TASK TO COMPLETE> Needed from the entries below: every line that holds the word "umbro".

Stored items from a collection>
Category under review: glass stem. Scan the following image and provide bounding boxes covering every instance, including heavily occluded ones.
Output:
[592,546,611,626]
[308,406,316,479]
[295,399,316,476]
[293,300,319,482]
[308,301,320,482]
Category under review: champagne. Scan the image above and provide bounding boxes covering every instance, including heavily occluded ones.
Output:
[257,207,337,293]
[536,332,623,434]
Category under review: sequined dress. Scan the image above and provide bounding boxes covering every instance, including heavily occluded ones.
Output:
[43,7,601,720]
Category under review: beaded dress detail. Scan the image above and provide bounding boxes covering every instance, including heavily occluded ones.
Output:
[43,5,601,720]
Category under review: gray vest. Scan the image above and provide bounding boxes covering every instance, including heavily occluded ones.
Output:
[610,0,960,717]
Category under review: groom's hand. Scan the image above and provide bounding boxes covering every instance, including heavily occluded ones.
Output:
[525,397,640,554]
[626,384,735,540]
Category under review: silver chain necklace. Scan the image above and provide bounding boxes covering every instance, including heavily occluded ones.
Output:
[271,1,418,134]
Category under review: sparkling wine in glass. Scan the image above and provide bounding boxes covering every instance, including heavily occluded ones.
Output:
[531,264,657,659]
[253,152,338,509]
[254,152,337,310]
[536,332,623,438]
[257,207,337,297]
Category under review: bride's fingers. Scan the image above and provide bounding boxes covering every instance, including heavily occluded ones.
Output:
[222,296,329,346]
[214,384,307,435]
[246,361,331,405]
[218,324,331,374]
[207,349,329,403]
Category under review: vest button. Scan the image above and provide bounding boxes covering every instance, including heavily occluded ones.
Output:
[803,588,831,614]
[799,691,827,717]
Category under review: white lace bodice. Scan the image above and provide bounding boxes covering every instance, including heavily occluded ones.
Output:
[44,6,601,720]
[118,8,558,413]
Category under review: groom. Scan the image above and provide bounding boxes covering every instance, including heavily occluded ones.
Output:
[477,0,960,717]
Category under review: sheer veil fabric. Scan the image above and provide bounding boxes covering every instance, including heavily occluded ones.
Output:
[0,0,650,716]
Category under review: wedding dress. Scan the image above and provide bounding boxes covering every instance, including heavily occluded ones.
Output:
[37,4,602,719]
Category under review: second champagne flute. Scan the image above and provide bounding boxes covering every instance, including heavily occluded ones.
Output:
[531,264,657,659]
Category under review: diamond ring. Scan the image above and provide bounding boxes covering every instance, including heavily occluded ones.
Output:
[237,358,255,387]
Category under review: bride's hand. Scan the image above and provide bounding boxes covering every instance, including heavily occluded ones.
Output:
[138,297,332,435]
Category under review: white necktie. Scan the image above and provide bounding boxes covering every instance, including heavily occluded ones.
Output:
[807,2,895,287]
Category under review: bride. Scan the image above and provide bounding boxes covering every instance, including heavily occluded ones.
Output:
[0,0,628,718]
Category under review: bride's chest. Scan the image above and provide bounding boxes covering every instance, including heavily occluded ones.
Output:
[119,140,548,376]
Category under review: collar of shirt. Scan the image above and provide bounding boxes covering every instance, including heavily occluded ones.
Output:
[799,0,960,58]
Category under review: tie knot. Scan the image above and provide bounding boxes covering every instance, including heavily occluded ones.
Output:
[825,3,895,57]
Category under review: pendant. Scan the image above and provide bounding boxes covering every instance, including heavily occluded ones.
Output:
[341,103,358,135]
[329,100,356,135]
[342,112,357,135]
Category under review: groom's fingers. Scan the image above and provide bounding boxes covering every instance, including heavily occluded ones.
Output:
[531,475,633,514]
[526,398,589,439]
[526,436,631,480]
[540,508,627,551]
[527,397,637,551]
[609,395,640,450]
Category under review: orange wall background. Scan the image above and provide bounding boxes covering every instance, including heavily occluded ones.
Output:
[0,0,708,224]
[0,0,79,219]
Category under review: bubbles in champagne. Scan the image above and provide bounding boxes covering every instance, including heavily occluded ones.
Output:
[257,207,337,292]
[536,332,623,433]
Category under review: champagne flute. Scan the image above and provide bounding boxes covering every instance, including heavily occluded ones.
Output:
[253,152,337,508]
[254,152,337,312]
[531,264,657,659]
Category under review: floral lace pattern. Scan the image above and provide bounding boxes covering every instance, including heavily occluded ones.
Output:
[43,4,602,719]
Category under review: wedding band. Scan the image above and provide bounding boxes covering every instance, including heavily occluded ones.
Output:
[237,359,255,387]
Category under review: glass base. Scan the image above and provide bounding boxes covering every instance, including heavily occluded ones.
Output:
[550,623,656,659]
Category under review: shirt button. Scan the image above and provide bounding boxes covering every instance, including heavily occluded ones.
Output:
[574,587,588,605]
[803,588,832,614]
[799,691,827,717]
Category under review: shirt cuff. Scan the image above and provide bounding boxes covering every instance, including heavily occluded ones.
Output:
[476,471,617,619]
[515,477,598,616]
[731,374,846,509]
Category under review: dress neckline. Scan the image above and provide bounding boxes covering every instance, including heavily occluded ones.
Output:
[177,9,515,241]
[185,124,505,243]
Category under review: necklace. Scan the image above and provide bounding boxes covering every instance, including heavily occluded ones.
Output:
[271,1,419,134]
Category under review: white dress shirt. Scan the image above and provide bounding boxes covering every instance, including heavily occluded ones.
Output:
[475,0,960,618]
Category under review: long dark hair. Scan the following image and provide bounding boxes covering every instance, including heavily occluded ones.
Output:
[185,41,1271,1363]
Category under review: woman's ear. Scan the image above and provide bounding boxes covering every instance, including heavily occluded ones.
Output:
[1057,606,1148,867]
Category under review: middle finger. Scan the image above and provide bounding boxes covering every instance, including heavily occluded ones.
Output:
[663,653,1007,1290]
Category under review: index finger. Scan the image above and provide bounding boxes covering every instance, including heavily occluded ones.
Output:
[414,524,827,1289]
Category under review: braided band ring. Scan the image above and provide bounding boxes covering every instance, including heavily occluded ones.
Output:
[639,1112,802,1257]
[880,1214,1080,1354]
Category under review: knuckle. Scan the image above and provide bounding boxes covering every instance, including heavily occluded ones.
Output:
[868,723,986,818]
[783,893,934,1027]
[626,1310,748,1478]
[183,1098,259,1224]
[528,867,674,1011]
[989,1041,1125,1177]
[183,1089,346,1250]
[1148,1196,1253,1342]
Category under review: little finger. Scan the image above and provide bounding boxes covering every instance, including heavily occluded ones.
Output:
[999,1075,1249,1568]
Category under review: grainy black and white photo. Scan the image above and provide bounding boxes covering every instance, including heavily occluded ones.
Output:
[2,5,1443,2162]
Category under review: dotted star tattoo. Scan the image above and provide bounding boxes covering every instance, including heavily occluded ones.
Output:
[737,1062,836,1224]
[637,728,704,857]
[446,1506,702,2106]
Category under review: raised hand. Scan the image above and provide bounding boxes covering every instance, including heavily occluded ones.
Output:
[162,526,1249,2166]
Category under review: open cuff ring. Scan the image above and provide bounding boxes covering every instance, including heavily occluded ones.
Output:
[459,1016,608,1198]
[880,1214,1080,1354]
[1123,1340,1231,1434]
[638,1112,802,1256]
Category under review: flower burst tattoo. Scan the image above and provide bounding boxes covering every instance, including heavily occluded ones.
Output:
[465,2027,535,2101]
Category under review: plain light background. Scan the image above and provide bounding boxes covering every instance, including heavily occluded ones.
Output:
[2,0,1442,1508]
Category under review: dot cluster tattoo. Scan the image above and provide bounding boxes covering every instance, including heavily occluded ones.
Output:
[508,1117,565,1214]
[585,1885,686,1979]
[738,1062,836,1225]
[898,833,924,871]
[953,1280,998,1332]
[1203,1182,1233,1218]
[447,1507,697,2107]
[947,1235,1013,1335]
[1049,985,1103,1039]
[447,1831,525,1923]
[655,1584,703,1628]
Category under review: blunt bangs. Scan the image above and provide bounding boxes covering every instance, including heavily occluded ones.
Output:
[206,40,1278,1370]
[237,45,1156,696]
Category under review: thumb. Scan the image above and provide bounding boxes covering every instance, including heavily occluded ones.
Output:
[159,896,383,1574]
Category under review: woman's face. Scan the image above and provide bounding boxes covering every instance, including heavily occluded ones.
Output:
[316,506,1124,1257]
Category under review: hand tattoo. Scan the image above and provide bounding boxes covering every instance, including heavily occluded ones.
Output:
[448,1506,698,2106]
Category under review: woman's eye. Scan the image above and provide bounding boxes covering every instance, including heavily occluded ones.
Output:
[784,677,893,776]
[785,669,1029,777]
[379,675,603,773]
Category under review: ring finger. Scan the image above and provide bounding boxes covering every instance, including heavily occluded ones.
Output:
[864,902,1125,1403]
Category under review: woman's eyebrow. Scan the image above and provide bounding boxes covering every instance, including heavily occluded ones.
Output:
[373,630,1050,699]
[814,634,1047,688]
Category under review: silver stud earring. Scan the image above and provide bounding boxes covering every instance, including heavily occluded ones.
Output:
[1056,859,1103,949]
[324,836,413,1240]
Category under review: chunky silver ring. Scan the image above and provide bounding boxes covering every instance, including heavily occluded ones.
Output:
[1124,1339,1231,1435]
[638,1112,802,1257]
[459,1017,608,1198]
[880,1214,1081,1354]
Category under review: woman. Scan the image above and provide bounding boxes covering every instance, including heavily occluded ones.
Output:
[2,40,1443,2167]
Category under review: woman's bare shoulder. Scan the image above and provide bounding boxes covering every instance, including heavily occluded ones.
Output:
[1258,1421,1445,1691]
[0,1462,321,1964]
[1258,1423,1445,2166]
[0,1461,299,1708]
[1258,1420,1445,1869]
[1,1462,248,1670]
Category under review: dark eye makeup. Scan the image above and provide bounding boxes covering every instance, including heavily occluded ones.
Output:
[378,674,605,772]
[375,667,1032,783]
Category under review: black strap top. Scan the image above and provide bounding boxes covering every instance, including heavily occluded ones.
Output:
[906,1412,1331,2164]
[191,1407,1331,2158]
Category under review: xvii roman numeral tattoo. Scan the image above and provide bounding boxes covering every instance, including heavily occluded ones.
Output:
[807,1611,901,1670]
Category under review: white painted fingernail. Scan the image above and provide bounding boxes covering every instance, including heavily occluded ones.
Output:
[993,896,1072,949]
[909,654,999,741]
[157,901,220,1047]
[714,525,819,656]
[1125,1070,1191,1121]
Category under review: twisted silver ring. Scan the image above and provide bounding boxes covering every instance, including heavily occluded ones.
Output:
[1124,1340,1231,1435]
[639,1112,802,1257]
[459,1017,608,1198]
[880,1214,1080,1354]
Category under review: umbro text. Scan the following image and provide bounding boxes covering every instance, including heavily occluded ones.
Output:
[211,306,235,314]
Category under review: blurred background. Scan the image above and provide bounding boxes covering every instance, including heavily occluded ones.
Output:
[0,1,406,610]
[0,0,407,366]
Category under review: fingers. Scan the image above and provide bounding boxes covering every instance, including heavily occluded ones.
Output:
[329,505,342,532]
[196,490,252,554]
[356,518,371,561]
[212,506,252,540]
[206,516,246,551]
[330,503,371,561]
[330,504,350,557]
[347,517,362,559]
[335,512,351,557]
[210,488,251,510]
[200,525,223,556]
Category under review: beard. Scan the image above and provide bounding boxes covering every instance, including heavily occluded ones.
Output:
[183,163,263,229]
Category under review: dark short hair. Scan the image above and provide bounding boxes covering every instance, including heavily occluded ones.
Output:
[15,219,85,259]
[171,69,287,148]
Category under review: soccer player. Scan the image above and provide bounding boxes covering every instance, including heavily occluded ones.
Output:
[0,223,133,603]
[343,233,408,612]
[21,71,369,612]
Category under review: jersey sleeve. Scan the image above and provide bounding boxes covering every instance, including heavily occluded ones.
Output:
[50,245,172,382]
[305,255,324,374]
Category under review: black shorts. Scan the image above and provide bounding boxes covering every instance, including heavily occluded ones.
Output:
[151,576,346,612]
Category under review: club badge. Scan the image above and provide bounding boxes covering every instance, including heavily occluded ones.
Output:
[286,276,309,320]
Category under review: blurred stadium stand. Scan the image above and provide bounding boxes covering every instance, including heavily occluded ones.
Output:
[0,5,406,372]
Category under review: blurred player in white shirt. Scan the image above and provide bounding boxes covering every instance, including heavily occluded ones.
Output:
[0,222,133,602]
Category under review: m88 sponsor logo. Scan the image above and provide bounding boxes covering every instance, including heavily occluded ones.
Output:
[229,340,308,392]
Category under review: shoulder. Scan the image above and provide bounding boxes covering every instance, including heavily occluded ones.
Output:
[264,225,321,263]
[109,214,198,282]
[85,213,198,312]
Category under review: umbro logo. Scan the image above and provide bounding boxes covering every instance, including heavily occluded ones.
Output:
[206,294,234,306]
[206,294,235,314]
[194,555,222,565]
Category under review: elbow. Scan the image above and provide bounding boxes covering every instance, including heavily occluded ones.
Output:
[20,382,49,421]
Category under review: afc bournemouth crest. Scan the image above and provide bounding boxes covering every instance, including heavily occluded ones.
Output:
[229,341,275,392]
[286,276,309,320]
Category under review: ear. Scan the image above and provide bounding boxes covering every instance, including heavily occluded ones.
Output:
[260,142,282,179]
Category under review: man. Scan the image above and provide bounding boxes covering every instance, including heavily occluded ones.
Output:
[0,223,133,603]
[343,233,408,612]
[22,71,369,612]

SOLUTION FOR THIS TASK>
Category under review: umbro text. Scan the following image and provide bounding boxes covering every instance, including heavily occluded ones.
Category under review: umbro logo. Scan the image above and provide bounding boxes covering every instance, including heavily occluded ones.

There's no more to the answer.